**EXERCISE TEXT**
== Segment start ==

I will comment on this:
Take Jesus’ resurrection. Given how nature works, dead people stay that way.
Absent the intervention of a rational, omnipotent agent.
It didn’t have to be that way. Just as the freezing temperature of water might have been 34º F rather than 32º F, maybe one in ten dead could have “naturally” come back to life.
i) That's a bit too facile. In principle, the freezing point for water could be different. However, that's not a discrete variable. To change that would impact other things. To make everything balance out, there'd have to be corresponding changes. You can't just alter the freezing point of water and leave everything else unaffected. Other adjustments must be made to accommodate that particular change. And maybe there's not that much give in the system.
ii) Under what scenario does he think one in ten dead could "naturally" come back to life? How much necrosis has the body undergone?
But, water does freeze at 32º F, and dead people stay dead (barring unforeseen medical advances that certainly were not available 2000 years ago). That’s why, if Jesus really did return to life, something must have intervened to block the otherwise inevitable march of natural laws.
That's roughly true.
Back to miracles. Even granting the tremendous reliability of the witnesses to Jesus’ resurrection, the case for accepting their account is very weak. How many people return from the dead? It must be very low, far less than the number of people who have the serious disease in our analogy. Suppose, for the sake of argument, that God resurrects one in a billion people. This means that even if the witnesses to the resurrection were incredibly reliable (perhaps they misidentify non-miraculous events as miraculous only one in a million times), the chance that they were correct about Jesus’ resurrection would be only one in a thousand.

== Segment end ==

**DATA SECTION**
== Segment start ==

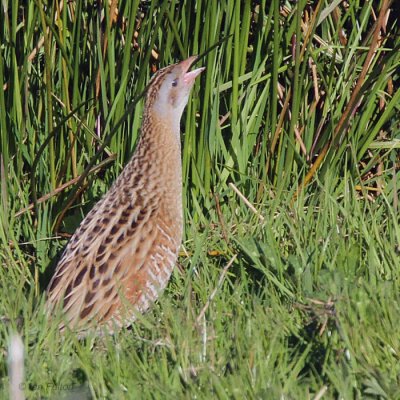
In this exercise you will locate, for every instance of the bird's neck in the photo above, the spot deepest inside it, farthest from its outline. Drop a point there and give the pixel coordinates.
(161, 133)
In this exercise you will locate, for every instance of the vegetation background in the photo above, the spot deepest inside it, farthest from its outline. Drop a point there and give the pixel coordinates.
(288, 283)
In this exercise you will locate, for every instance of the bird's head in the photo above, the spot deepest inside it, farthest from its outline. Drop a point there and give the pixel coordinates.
(170, 87)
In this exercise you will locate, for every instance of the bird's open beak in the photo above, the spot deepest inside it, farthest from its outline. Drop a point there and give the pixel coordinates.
(189, 77)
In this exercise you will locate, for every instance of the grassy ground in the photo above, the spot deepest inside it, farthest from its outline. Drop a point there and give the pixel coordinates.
(297, 115)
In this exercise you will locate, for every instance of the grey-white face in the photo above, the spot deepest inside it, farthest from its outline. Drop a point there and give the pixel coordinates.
(173, 92)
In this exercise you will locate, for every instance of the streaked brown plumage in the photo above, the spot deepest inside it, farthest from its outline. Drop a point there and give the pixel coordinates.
(122, 255)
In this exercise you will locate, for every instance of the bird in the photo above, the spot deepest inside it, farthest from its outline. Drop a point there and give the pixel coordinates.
(122, 255)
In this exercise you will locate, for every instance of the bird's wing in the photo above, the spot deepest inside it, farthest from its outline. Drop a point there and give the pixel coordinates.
(111, 243)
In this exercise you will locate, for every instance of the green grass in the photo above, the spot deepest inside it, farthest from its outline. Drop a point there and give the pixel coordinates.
(307, 129)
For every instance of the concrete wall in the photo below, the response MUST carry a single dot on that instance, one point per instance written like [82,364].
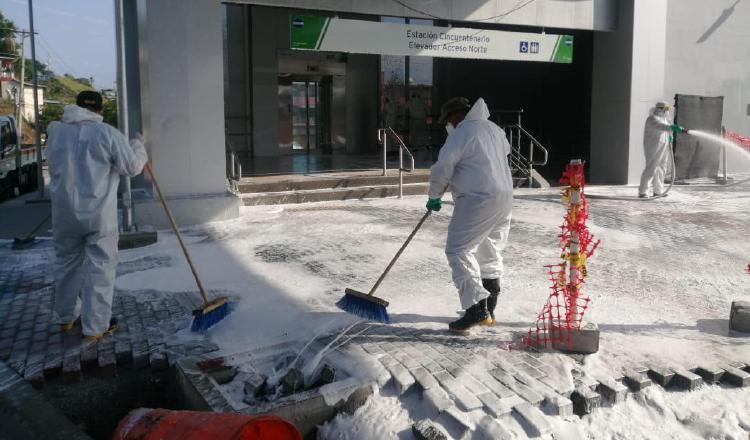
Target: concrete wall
[708,54]
[572,14]
[182,110]
[362,103]
[183,114]
[628,78]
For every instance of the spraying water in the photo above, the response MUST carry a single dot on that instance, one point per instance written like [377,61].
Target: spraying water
[716,140]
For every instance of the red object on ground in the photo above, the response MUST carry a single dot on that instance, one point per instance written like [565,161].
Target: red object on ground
[566,304]
[738,139]
[164,424]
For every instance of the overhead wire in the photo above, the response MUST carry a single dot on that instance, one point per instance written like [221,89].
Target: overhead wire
[518,6]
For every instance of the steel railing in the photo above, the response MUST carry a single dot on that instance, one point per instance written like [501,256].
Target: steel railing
[519,138]
[234,173]
[383,134]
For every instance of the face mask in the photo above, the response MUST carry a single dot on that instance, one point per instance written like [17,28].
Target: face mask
[449,128]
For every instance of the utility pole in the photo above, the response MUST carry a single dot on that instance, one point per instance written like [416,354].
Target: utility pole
[22,92]
[39,160]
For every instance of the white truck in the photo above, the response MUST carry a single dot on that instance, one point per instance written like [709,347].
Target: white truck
[18,167]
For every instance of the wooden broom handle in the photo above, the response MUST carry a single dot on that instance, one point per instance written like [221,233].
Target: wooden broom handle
[398,254]
[176,230]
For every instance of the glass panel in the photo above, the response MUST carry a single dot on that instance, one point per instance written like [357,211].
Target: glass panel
[299,115]
[312,114]
[419,103]
[393,87]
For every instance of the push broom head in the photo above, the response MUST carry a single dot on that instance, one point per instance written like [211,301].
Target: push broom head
[365,306]
[213,312]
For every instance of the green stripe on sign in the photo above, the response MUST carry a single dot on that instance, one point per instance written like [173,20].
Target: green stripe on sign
[564,50]
[323,34]
[305,31]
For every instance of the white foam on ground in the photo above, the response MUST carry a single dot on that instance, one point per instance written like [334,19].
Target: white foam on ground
[660,287]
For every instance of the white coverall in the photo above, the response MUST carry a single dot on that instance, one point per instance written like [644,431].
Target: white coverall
[86,158]
[656,149]
[474,162]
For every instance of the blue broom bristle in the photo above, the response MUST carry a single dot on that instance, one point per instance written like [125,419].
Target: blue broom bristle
[364,309]
[204,321]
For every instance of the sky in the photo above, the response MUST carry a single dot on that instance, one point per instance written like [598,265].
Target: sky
[73,36]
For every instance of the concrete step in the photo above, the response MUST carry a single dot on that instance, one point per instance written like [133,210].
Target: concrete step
[309,183]
[327,195]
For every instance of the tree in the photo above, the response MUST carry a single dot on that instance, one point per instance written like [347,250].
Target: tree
[110,112]
[8,45]
[50,112]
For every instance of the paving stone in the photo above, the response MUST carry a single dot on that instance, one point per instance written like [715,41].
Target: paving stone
[490,382]
[426,430]
[739,316]
[558,406]
[123,353]
[517,387]
[469,382]
[495,405]
[89,355]
[402,379]
[686,380]
[563,389]
[710,374]
[535,418]
[107,361]
[437,399]
[424,378]
[460,417]
[465,398]
[636,380]
[585,400]
[493,429]
[140,354]
[736,377]
[611,390]
[661,376]
[72,369]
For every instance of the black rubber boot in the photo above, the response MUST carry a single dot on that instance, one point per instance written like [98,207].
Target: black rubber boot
[475,315]
[492,286]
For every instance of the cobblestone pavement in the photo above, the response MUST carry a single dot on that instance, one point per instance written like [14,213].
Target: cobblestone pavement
[33,345]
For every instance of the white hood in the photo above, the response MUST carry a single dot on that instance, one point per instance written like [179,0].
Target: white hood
[73,113]
[478,112]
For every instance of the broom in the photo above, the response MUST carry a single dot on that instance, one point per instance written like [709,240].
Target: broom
[212,311]
[24,242]
[370,307]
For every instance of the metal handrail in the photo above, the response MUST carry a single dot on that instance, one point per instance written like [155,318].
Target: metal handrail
[383,138]
[235,166]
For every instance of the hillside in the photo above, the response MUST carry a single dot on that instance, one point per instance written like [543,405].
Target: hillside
[65,88]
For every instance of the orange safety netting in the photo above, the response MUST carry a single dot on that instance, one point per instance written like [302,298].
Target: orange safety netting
[566,305]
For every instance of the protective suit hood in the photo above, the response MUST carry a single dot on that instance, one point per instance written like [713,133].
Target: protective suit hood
[73,113]
[478,112]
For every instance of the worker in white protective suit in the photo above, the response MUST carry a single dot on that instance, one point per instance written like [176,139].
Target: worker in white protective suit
[474,163]
[86,158]
[657,138]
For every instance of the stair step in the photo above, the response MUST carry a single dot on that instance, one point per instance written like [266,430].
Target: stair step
[327,195]
[328,182]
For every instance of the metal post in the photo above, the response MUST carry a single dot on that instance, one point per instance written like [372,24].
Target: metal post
[22,93]
[385,151]
[574,249]
[724,154]
[531,163]
[400,172]
[40,174]
[122,109]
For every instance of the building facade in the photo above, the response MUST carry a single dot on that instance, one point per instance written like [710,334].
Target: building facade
[205,77]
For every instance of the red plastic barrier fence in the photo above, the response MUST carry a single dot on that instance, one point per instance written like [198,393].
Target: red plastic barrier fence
[566,304]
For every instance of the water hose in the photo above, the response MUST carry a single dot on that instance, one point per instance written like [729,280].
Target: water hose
[644,199]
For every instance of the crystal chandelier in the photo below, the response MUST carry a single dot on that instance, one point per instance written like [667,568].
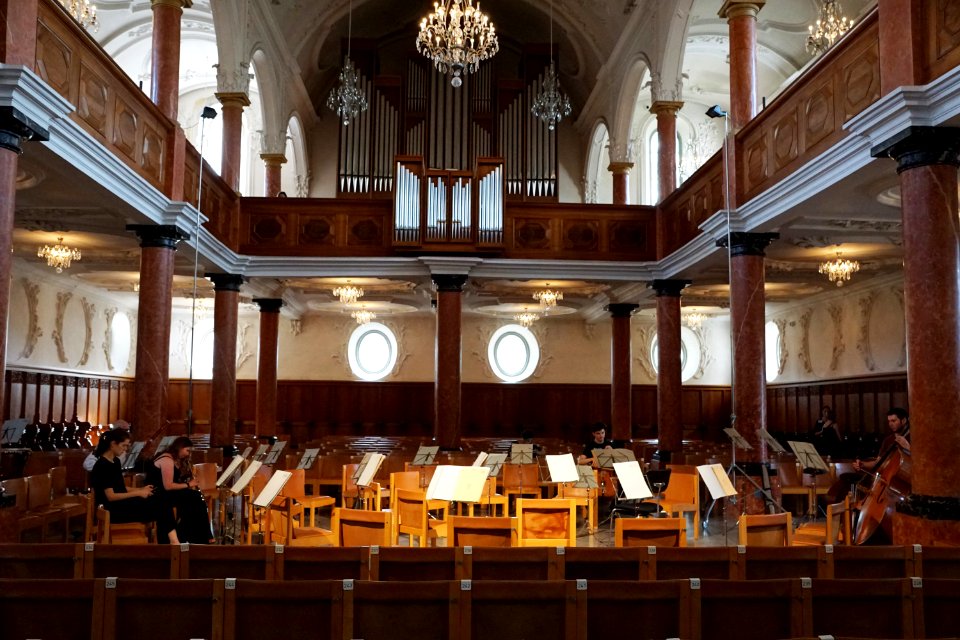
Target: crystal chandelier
[457,38]
[84,13]
[346,99]
[59,256]
[348,294]
[551,105]
[839,270]
[830,25]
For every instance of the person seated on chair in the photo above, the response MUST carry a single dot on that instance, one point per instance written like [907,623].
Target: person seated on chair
[109,489]
[176,492]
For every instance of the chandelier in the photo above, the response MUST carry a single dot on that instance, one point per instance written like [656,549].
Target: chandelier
[362,316]
[839,270]
[59,256]
[830,25]
[83,12]
[348,294]
[457,38]
[346,99]
[551,105]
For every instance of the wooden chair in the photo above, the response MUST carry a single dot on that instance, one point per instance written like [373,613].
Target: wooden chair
[546,523]
[413,519]
[768,529]
[361,528]
[646,532]
[681,496]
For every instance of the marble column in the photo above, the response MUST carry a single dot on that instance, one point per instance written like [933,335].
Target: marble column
[747,319]
[666,112]
[232,108]
[741,17]
[165,79]
[223,401]
[273,163]
[669,365]
[927,161]
[621,368]
[446,415]
[621,181]
[267,365]
[158,245]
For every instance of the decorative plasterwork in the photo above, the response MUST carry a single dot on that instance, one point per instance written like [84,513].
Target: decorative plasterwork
[836,315]
[89,312]
[32,289]
[866,303]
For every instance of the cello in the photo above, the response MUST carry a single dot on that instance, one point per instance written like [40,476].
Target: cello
[891,484]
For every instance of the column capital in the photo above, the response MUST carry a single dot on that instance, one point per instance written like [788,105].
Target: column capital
[225,281]
[164,236]
[748,244]
[269,305]
[450,282]
[621,309]
[669,288]
[921,146]
[666,107]
[737,8]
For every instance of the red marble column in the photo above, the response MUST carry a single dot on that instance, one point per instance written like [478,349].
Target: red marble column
[165,82]
[223,401]
[901,43]
[741,19]
[446,415]
[271,173]
[928,158]
[666,112]
[747,319]
[158,244]
[232,110]
[669,365]
[621,367]
[267,365]
[621,181]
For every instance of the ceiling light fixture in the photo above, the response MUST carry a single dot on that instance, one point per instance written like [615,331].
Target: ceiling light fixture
[348,294]
[830,25]
[551,105]
[59,256]
[457,36]
[346,99]
[839,270]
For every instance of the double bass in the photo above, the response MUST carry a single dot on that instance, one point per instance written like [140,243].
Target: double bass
[890,485]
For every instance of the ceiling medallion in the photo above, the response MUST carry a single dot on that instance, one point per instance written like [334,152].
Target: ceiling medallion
[59,256]
[457,36]
[839,270]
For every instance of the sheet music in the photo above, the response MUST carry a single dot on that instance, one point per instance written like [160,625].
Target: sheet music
[272,489]
[717,481]
[631,480]
[230,470]
[562,468]
[246,477]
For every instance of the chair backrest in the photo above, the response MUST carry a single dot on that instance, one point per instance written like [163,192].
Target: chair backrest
[651,532]
[546,522]
[766,530]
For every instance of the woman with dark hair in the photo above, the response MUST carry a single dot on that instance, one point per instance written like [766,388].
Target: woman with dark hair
[109,489]
[182,506]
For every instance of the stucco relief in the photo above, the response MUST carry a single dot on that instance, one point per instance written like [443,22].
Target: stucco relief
[32,289]
[866,303]
[63,299]
[89,311]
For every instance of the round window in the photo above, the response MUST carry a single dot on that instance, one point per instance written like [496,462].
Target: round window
[372,351]
[513,353]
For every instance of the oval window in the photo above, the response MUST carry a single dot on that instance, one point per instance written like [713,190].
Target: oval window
[513,353]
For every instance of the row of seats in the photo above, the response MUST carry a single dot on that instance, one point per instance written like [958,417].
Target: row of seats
[275,562]
[238,609]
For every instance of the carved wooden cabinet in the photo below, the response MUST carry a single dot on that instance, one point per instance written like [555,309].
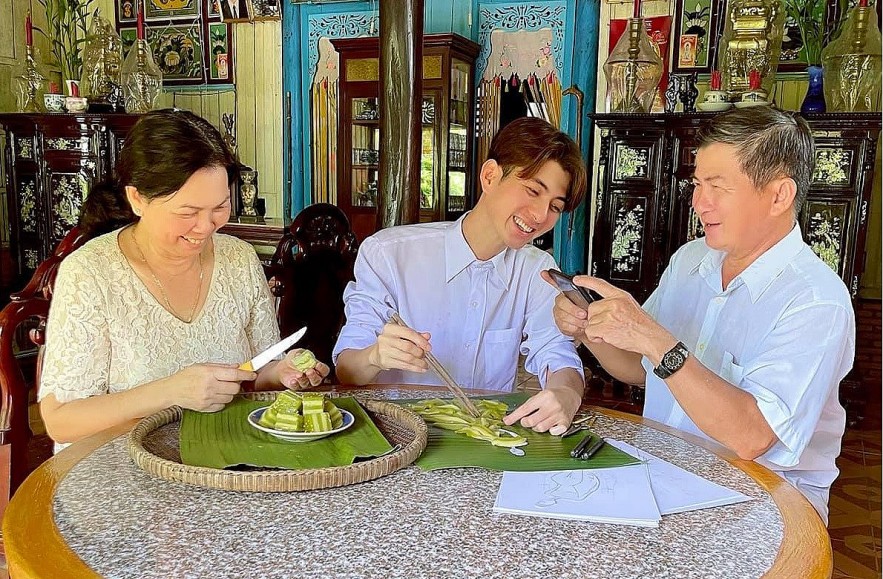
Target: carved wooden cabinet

== Segment end ==

**WHAT THE TASK REQUIRES**
Carry on the piece about miracles and Jesus' resurrection, starting right after its last sentence.

**ANSWER TO THE PROBLEM**
That frames the issue as if it's a roll of the dice. The natural odds. But if it happened, the Resurrection was the result of divine intervention. Not letting nature taking its course, but reversing nature. Circumventing nature.
It's like asking what are the odds of throwing sixes ten times in a row? Well, that depends. Are they fair dice or loaded dice?
Natural processes involve unintelligent causes–like a computer that's programmed to perform a task. It always does the same thing. Only does what it was programmed to do.
But the odds for what a computer will do–given the status quo–are very different from what a computer programmer will do. He can change the program. He can make the computer perform a different task.